Short task: Return every line below that contains the string "dark". Case counts.

Data supplied:
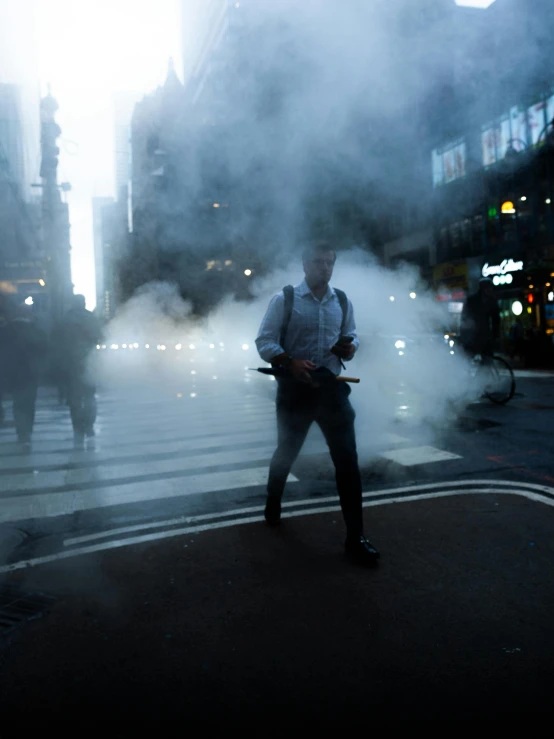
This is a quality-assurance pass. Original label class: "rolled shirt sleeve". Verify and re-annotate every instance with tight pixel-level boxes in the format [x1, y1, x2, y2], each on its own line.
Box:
[256, 292, 285, 362]
[344, 300, 360, 362]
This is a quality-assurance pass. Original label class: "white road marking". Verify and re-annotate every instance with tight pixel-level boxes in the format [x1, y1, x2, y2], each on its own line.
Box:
[0, 444, 275, 492]
[0, 467, 298, 523]
[0, 481, 554, 574]
[64, 480, 554, 546]
[379, 446, 461, 467]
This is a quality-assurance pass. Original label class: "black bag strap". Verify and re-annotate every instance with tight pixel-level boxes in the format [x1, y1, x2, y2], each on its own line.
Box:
[279, 285, 348, 349]
[335, 287, 348, 333]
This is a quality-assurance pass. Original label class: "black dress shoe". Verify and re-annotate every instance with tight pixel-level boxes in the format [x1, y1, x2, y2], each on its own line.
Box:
[264, 496, 281, 526]
[344, 536, 380, 567]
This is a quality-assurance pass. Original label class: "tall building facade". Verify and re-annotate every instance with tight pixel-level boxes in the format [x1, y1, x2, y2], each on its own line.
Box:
[92, 197, 115, 317]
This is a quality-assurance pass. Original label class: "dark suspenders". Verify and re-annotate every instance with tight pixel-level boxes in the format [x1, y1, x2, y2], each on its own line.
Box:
[279, 285, 348, 352]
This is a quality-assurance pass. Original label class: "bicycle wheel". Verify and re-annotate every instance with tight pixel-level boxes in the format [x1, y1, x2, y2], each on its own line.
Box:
[484, 355, 516, 405]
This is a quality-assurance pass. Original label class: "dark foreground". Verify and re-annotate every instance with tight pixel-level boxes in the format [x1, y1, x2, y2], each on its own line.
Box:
[0, 493, 554, 730]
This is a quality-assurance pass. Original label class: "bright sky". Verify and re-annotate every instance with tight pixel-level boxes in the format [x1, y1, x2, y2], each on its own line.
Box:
[37, 0, 182, 308]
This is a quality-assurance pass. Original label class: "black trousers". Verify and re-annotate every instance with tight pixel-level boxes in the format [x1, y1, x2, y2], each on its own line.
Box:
[267, 380, 363, 536]
[67, 376, 96, 434]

Answer to the exercise:
This is a quality-assurance pass. Original label class: "dark suspenders". Verify and re-annotate every instance with tight pixel-level boxes in the format [x1, y1, x2, y2], each on its own line.
This is a quality-assurance pass. Original label class: "dark foreground". Verify and re-annotate every instance with tight pixel-level boxes in the format [x1, y1, x2, y2], each on its own line.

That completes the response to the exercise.